> **Exercise brief**:
For every record here, output an exact copy.

> **Given entries**:

---*---

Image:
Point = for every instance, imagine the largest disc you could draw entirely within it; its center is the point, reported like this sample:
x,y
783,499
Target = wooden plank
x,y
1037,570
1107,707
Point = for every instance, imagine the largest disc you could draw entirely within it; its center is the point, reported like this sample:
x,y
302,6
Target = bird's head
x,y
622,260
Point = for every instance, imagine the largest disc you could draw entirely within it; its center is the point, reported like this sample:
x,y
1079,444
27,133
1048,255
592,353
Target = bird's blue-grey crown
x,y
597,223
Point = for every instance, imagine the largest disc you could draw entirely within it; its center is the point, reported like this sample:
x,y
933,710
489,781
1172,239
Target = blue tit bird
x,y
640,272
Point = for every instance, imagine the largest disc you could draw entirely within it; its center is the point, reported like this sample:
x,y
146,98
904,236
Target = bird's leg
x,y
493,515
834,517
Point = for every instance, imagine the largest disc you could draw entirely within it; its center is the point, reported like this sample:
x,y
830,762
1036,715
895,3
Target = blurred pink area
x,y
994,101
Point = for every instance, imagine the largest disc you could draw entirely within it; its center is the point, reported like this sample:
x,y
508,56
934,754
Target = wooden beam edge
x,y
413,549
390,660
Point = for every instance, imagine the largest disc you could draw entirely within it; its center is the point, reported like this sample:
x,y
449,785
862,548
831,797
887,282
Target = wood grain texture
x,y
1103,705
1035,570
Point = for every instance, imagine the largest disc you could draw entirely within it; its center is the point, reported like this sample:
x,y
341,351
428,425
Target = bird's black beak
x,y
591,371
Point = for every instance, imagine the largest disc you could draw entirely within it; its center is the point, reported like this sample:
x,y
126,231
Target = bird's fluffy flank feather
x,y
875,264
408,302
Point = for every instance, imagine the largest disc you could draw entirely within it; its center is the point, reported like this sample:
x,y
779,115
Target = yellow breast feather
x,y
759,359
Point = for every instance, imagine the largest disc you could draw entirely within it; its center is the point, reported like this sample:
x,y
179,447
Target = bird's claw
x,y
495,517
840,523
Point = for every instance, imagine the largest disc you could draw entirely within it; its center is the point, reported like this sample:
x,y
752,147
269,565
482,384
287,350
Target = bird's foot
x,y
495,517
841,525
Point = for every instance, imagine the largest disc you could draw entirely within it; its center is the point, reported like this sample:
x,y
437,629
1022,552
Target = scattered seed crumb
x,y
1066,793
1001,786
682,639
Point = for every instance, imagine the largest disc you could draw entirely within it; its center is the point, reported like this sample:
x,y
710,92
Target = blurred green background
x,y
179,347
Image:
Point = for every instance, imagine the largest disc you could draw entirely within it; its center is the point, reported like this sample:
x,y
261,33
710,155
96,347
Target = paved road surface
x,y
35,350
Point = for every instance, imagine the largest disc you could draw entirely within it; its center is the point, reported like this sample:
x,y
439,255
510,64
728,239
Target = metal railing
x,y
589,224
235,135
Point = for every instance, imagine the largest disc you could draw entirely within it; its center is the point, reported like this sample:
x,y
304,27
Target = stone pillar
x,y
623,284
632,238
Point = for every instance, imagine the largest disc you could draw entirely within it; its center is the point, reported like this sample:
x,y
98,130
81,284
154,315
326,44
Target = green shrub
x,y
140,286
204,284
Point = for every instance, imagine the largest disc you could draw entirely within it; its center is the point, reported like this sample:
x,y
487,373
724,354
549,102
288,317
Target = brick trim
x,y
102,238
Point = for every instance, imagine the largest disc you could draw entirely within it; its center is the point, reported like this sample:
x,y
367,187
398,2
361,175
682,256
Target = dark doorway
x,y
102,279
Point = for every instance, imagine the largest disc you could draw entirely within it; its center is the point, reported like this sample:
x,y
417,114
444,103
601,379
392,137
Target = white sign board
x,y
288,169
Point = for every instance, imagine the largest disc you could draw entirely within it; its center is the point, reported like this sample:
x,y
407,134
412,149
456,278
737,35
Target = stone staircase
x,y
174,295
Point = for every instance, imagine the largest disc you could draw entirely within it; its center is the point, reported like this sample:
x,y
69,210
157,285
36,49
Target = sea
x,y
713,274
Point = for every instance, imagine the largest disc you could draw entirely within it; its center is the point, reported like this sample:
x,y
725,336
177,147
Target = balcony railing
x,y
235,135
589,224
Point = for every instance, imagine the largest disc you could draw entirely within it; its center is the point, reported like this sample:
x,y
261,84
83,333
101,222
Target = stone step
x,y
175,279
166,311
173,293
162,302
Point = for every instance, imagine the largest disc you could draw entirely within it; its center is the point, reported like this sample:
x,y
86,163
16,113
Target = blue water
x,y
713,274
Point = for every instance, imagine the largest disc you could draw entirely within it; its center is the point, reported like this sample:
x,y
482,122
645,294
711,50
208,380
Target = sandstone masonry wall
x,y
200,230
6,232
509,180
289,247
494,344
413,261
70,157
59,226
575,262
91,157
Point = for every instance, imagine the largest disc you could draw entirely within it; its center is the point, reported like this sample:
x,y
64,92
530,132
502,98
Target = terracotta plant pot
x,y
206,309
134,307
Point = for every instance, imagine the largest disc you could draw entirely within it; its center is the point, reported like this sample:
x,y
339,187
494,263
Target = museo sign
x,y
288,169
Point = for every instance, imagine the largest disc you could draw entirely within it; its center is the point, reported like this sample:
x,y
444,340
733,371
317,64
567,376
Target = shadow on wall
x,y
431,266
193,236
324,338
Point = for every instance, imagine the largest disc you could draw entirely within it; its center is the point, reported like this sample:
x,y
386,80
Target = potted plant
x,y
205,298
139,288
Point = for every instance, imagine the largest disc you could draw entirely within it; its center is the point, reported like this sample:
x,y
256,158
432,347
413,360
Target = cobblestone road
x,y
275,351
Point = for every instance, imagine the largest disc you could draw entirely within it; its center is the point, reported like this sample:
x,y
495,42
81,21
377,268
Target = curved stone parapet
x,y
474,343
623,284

---*---

> **Answer area**:
Image:
Point = for every instance, imagine the largest disc you could draw entirely within it; its center is the point, reported like this sample:
x,y
783,499
Target = wooden plank
x,y
1037,570
1107,707
Point = for every instance, imagine the largest disc you could draw entirely within it; its center is the point, reported like this sample:
x,y
302,6
Target = bird's head
x,y
622,260
Point = for every instance, imagine the largest disc you could draw entirely within it; its center is the point, reported like this sample:
x,y
1079,444
27,133
1048,255
592,353
Target = bird's blue-grey crown
x,y
597,223
Point = for every instance, imagine the largest disc you could draw entirely within it; its center is the point, reported like this sample:
x,y
933,710
489,781
1172,239
Target = blue tit bird
x,y
640,272
Point = for every instance, imagine the largest disc you could draw entirely within it; its center is the point, reported like this sample:
x,y
146,98
904,236
Target = bird's leg
x,y
493,515
834,517
Point = for every instance, imagine the largest disc you could draw entirely within it; its center is the point, reported like this sample:
x,y
830,762
1036,715
895,3
Target = blurred pink area
x,y
994,101
Point = for every instance, imagine the largest disc you could draw entirely within it; its center is the point, reported like this sample:
x,y
508,56
934,754
Target = wooden beam edge
x,y
413,549
390,660
Point = for every instance, imagine the largest disc you could draw entirely within it; its center is the point, reported like this sample:
x,y
449,785
862,548
831,797
887,282
Target = wood grain texture
x,y
1103,705
1035,570
Point = for every instance, imagine the largest disc you could draw entirely within it; its center is the point, reported like this sample:
x,y
341,351
428,425
Target = bird's black beak
x,y
591,371
Point = for every instance, imagine the largest disc you could draw entirely within it; its center is the point, reported like this sample:
x,y
126,231
Target = bird's fluffy flank feather
x,y
875,264
408,302
Point = for every instance, imagine the largest disc you could draw entirely within it; its center is the point, reported like this sample:
x,y
779,115
Target = yellow breast feather
x,y
759,359
Point = for every instance, imagine the largest disc you could draw entirely within it; its center is the point, reported like this sample:
x,y
179,447
Target = bird's claw
x,y
495,517
840,523
Point = for every instance, imagine the largest disc you could draw entirely within it; its center is the point, reported like this sample:
x,y
752,147
269,565
482,384
287,350
Target = bird's foot
x,y
495,517
841,525
Point = for every instance, imagine the largest disc you could draw entirely within it; its center is the point, reported like this sample:
x,y
437,629
1022,552
Target = scattered seed crumb
x,y
1066,793
1001,786
682,639
Point = for every instance, imagine the largest disc you could draw entirely within it; its center is the point, reported like this sample:
x,y
710,92
Target = blurred green background
x,y
179,347
Image:
Point = for every instance, imagine the largest disc you could draw entirely within it; its center is the point, reported like this sample:
x,y
261,33
710,155
96,347
Target = paved road surface
x,y
35,350
Point = for every instance, imagine the largest disc you could draw entirely within it; its center is the point, reported like this sample:
x,y
439,255
510,64
728,239
Target = metal railing
x,y
589,224
235,135
Point = for every instance, imagine the largest disc you could draw entirely within it; its center is the point, reported like this sample:
x,y
304,27
Target = stone pillar
x,y
623,284
632,238
Point = for every instance, imagine the largest disc you could draw entirely within it; its center is the point, reported like this sample:
x,y
98,130
81,284
154,315
326,44
Target = green shrub
x,y
140,286
204,284
Point = for every instance, imagine the largest disc you could draw entirely within it; its center is the point, reported like this sample:
x,y
487,373
724,354
549,102
288,317
Target = brick trim
x,y
102,238
Point = for every instance, imagine the largest disc you could draw entirely within it; its center is the point, reported like this sample:
x,y
367,187
398,2
361,175
682,256
Target = dark doorway
x,y
102,279
Point = for every instance, imagine the largest disc you could draw entirely within it; its center is the point, reported like this sample:
x,y
417,114
444,103
601,379
392,137
Target = white sign board
x,y
288,169
Point = for every instance, imagine the largest disc you could draw entirely within it; its center is the point, reported like this sample:
x,y
407,134
412,149
456,278
737,35
Target = stone staircase
x,y
174,295
Point = for every instance, imagine the largest disc you could draw entirely within it; its center is the point, reported like this sample:
x,y
69,210
157,285
36,49
Target = sea
x,y
713,274
Point = for every instance, imagine the largest disc you could draw entirely within it; its center is the point, reported like this sample:
x,y
725,336
177,147
Target = balcony railing
x,y
235,135
589,224
Point = for every instance, imagine the largest disc you could draw entirely within it; its center is the point, reported like this sample:
x,y
261,84
83,333
101,222
Target = stone step
x,y
175,279
166,311
173,293
162,302
Point = for every instance, imagine the largest disc you could draw entirely within it; its center is the point, reported like this sample:
x,y
86,163
16,113
Target = blue water
x,y
713,274
Point = for every instance, imagine the largest disc you could draw entirely within it; its center is the point, reported like this sample:
x,y
482,122
645,294
711,50
208,380
Target = sandstone masonry wall
x,y
200,230
6,232
509,180
289,247
494,344
413,261
70,157
59,226
575,262
91,157
Point = for every instance, imagine the largest disc you could draw entirely within it; its center is the point, reported like this sample:
x,y
64,92
530,132
502,98
Target = terracotta plant pot
x,y
206,309
134,307
Point = for every instance, imagine the largest disc you could draw entirely within it; its center is the point, reported like this sample:
x,y
339,187
494,263
Target = museo sign
x,y
288,169
Point = for every instance, imagine the largest disc you could draw entirely within it; its center is the point, reported like this sample:
x,y
444,340
733,371
317,64
567,376
Target = shadow on wall
x,y
431,266
193,236
324,338
Point = for every instance, imagine the largest disc you could draw entirely within it; its center is the point, reported like this sample:
x,y
386,80
Target = potted plant
x,y
205,298
139,288
Point = for every instance, imagine the largest disc you could draw entirely within it; its center is the point, reported like this sample:
x,y
256,158
432,347
413,360
Target = cobblestone road
x,y
275,351
Point = for every instance, imagine the largest disc you could draw entirely within it; its center is the point, reported like this sample:
x,y
495,42
81,21
377,268
Target = curved stone parapet
x,y
474,343
623,284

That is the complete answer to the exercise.